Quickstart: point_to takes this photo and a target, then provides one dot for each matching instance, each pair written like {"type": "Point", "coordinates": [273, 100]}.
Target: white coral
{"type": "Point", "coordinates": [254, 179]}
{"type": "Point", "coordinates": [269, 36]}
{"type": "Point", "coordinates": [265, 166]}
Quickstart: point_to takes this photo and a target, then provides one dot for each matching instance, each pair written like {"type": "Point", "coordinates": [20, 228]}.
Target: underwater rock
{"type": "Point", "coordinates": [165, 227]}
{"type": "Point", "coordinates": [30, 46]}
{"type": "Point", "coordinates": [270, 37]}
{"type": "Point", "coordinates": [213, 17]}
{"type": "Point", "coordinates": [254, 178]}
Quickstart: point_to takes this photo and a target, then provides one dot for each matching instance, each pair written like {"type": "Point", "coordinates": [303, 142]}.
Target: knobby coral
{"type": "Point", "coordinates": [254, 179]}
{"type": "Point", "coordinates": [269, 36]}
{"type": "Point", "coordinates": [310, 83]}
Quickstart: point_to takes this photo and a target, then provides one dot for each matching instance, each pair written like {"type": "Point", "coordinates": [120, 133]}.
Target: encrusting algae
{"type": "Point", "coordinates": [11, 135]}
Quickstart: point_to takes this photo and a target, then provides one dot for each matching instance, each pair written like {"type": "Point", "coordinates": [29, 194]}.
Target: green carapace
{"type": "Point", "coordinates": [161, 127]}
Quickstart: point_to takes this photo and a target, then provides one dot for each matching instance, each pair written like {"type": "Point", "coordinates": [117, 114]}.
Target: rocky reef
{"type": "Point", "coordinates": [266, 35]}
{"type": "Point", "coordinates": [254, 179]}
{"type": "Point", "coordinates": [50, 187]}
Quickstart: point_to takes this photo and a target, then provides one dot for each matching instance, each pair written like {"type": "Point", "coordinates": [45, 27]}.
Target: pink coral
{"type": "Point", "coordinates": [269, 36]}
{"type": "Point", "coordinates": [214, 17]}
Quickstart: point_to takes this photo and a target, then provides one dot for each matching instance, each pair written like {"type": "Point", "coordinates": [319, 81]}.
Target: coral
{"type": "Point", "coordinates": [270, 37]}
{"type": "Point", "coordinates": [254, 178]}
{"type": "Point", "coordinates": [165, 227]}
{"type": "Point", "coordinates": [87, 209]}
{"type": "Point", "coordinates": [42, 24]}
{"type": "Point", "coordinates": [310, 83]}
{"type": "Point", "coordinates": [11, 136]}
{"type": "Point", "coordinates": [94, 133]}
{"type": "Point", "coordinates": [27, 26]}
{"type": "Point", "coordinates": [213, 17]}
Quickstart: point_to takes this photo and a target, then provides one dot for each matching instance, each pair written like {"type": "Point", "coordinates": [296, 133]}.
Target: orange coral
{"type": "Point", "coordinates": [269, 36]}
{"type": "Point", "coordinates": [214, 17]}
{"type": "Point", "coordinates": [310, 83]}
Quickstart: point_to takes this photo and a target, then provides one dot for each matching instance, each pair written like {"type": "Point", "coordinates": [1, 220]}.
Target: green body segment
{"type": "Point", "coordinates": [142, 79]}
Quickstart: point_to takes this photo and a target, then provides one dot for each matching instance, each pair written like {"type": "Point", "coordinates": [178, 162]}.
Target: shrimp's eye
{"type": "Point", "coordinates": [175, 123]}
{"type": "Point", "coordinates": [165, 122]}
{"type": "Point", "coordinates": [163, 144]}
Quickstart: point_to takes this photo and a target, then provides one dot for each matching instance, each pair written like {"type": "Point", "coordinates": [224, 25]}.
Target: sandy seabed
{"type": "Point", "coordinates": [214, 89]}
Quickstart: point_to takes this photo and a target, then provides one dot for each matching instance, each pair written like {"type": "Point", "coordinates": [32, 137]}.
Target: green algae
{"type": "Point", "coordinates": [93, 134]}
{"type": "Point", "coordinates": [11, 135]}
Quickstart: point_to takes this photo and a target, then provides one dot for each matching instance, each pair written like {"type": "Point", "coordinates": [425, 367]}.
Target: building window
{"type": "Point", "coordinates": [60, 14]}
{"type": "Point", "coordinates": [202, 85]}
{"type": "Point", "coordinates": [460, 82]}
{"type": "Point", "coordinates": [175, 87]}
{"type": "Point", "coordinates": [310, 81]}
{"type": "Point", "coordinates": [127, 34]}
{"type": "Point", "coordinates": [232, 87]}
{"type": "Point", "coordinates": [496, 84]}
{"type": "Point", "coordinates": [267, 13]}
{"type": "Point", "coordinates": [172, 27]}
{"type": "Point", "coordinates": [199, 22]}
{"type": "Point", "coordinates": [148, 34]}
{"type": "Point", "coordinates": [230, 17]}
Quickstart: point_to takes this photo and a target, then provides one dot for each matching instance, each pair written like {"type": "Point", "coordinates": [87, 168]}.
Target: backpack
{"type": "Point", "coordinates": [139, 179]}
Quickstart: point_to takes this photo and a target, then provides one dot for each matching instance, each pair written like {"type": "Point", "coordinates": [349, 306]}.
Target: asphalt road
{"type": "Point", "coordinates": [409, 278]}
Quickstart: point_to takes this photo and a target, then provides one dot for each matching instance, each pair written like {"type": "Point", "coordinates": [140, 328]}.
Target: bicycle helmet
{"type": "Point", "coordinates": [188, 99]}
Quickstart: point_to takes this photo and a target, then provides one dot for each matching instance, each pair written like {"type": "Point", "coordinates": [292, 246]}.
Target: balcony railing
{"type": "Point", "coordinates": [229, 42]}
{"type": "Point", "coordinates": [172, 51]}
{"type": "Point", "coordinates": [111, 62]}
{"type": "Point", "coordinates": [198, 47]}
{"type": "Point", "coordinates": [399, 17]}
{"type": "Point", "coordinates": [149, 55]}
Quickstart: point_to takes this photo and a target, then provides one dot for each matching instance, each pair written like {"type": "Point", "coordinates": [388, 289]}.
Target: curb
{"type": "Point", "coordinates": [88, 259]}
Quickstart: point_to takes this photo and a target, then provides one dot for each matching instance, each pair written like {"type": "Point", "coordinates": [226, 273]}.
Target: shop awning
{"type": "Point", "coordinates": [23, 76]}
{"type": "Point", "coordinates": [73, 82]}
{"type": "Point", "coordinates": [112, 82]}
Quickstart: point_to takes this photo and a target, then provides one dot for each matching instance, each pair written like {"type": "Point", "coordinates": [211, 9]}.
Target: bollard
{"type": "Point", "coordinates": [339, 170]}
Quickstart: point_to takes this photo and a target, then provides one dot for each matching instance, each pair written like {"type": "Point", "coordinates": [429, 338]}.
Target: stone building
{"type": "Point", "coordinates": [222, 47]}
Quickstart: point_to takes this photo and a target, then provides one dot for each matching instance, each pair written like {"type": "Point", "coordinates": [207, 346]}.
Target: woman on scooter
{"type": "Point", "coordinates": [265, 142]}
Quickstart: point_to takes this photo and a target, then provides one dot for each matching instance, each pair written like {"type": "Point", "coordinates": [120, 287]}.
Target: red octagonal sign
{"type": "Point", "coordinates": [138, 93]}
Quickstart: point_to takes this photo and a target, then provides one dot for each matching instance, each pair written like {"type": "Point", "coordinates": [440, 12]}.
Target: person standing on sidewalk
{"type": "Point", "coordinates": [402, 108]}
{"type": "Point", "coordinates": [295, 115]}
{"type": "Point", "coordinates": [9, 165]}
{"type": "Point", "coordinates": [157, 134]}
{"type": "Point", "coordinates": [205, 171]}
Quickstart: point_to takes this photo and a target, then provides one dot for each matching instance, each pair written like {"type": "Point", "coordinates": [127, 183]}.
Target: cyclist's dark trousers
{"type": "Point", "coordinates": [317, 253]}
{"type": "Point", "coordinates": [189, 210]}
-------
### WHAT YOU ARE ASKED TO DO
Go through the listing and copy all of it exactly.

### SOLUTION FOR THIS PROBLEM
Quickstart: point_to takes this photo and a target, then provides one dot for each matching instance, each pair written like {"type": "Point", "coordinates": [273, 100]}.
Target: white coral
{"type": "Point", "coordinates": [254, 179]}
{"type": "Point", "coordinates": [269, 36]}
{"type": "Point", "coordinates": [265, 166]}
Quickstart: point_to takes this photo and a target, then provides one dot for each matching instance, each pair written like {"type": "Point", "coordinates": [20, 228]}.
Target: underwater rock
{"type": "Point", "coordinates": [165, 227]}
{"type": "Point", "coordinates": [30, 46]}
{"type": "Point", "coordinates": [270, 37]}
{"type": "Point", "coordinates": [213, 17]}
{"type": "Point", "coordinates": [254, 178]}
Quickstart: point_to takes this photo and a target, then provides one dot for each matching instance, each pair written like {"type": "Point", "coordinates": [303, 142]}.
Target: knobby coral
{"type": "Point", "coordinates": [254, 179]}
{"type": "Point", "coordinates": [269, 36]}
{"type": "Point", "coordinates": [310, 83]}
Quickstart: point_to takes this photo and a target, then provides one dot for each matching instance, each pair written like {"type": "Point", "coordinates": [120, 133]}.
Target: encrusting algae
{"type": "Point", "coordinates": [11, 135]}
Quickstart: point_to takes this photo and a target, then provides one dot for each matching instance, each pair written like {"type": "Point", "coordinates": [29, 194]}.
Target: green carapace
{"type": "Point", "coordinates": [161, 127]}
Quickstart: point_to takes this photo and a target, then provides one dot for each matching instance, each pair written like {"type": "Point", "coordinates": [117, 114]}.
Target: rocky reef
{"type": "Point", "coordinates": [266, 35]}
{"type": "Point", "coordinates": [254, 179]}
{"type": "Point", "coordinates": [50, 187]}
Quickstart: point_to takes this photo and a target, then provides one dot for each matching instance, each pair written like {"type": "Point", "coordinates": [45, 27]}.
Target: pink coral
{"type": "Point", "coordinates": [269, 36]}
{"type": "Point", "coordinates": [214, 17]}
Quickstart: point_to takes this photo and a target, then provides one dot for each matching instance, each pair written like {"type": "Point", "coordinates": [319, 81]}.
Target: coral
{"type": "Point", "coordinates": [270, 37]}
{"type": "Point", "coordinates": [254, 178]}
{"type": "Point", "coordinates": [165, 227]}
{"type": "Point", "coordinates": [87, 209]}
{"type": "Point", "coordinates": [42, 24]}
{"type": "Point", "coordinates": [310, 83]}
{"type": "Point", "coordinates": [11, 136]}
{"type": "Point", "coordinates": [94, 133]}
{"type": "Point", "coordinates": [27, 26]}
{"type": "Point", "coordinates": [213, 17]}
Quickstart: point_to takes this photo and a target, then provides one dot for each matching instance, each pair written like {"type": "Point", "coordinates": [296, 133]}.
Target: orange coral
{"type": "Point", "coordinates": [269, 36]}
{"type": "Point", "coordinates": [214, 17]}
{"type": "Point", "coordinates": [310, 83]}
Quickstart: point_to takes this photo and a target, then provides one dot for each matching instance, each pair written like {"type": "Point", "coordinates": [1, 220]}.
Target: green body segment
{"type": "Point", "coordinates": [142, 79]}
Quickstart: point_to takes this photo and a target, then provides one dot for each matching instance, each pair written like {"type": "Point", "coordinates": [178, 162]}.
Target: shrimp's eye
{"type": "Point", "coordinates": [175, 123]}
{"type": "Point", "coordinates": [165, 122]}
{"type": "Point", "coordinates": [163, 144]}
Quickstart: point_to takes this photo and a target, then provides one dot for each matching instance, each pair written like {"type": "Point", "coordinates": [224, 25]}.
Target: sandy seabed
{"type": "Point", "coordinates": [214, 89]}
Quickstart: point_to takes this photo and a target, then provides one dot for each matching instance, each pair written like {"type": "Point", "coordinates": [32, 137]}.
Target: green algae
{"type": "Point", "coordinates": [93, 134]}
{"type": "Point", "coordinates": [11, 135]}
Quickstart: point_to takes this photo and a target, then provides one dot for each matching instance, each pair written like {"type": "Point", "coordinates": [425, 367]}.
Target: building window
{"type": "Point", "coordinates": [60, 14]}
{"type": "Point", "coordinates": [202, 85]}
{"type": "Point", "coordinates": [460, 82]}
{"type": "Point", "coordinates": [175, 87]}
{"type": "Point", "coordinates": [310, 81]}
{"type": "Point", "coordinates": [127, 34]}
{"type": "Point", "coordinates": [232, 87]}
{"type": "Point", "coordinates": [496, 84]}
{"type": "Point", "coordinates": [267, 13]}
{"type": "Point", "coordinates": [172, 27]}
{"type": "Point", "coordinates": [199, 22]}
{"type": "Point", "coordinates": [148, 34]}
{"type": "Point", "coordinates": [230, 17]}
Quickstart: point_to takes this photo and a target, then provides one dot for each matching instance, each pair written like {"type": "Point", "coordinates": [87, 168]}.
Target: backpack
{"type": "Point", "coordinates": [139, 179]}
Quickstart: point_to takes this photo and a target, then provides one dot for each matching instance, each pair written like {"type": "Point", "coordinates": [349, 306]}.
Target: asphalt road
{"type": "Point", "coordinates": [409, 278]}
Quickstart: point_to takes this photo and a target, then provides one dot for each matching instance, each pair written like {"type": "Point", "coordinates": [140, 328]}.
Target: bicycle helmet
{"type": "Point", "coordinates": [188, 99]}
Quickstart: point_to takes this photo and a target, then provides one dot for each matching instance, each pair written like {"type": "Point", "coordinates": [292, 246]}.
Target: balcony railing
{"type": "Point", "coordinates": [229, 42]}
{"type": "Point", "coordinates": [172, 51]}
{"type": "Point", "coordinates": [111, 62]}
{"type": "Point", "coordinates": [198, 47]}
{"type": "Point", "coordinates": [399, 17]}
{"type": "Point", "coordinates": [149, 55]}
Quickstart: point_to takes this photo and a target, then provides one dot for each matching instance, each pair written like {"type": "Point", "coordinates": [388, 289]}.
Target: curb
{"type": "Point", "coordinates": [88, 259]}
Quickstart: point_to takes this photo and a target, then provides one dot for each matching instance, each pair written like {"type": "Point", "coordinates": [226, 273]}.
Target: shop awning
{"type": "Point", "coordinates": [23, 76]}
{"type": "Point", "coordinates": [73, 82]}
{"type": "Point", "coordinates": [112, 82]}
Quickstart: point_to takes this photo and a target, then provides one dot for each matching instance, each pair written like {"type": "Point", "coordinates": [211, 9]}.
Target: bollard
{"type": "Point", "coordinates": [339, 170]}
Quickstart: point_to takes this photo and a target, then provides one dot for each matching instance, each pair written like {"type": "Point", "coordinates": [429, 338]}.
Target: stone building
{"type": "Point", "coordinates": [222, 47]}
Quickstart: point_to takes this photo and a target, then provides one dot for each matching instance, each pair written like {"type": "Point", "coordinates": [207, 346]}.
Target: woman on scooter
{"type": "Point", "coordinates": [265, 142]}
Quickstart: point_to takes this photo and a target, then provides one dot for each matching instance, each pair written like {"type": "Point", "coordinates": [120, 287]}.
Target: red octagonal sign
{"type": "Point", "coordinates": [138, 93]}
Quickstart: point_to takes this photo and a target, then provides one dot for each matching instance, each pair written like {"type": "Point", "coordinates": [440, 12]}.
Target: person standing on sidewalk
{"type": "Point", "coordinates": [402, 108]}
{"type": "Point", "coordinates": [295, 115]}
{"type": "Point", "coordinates": [9, 165]}
{"type": "Point", "coordinates": [157, 134]}
{"type": "Point", "coordinates": [205, 171]}
Quickstart: point_to takes this photo and a target, then provides one dot for each matching instance, each pair written like {"type": "Point", "coordinates": [127, 183]}.
Target: cyclist's dark trousers
{"type": "Point", "coordinates": [317, 253]}
{"type": "Point", "coordinates": [189, 210]}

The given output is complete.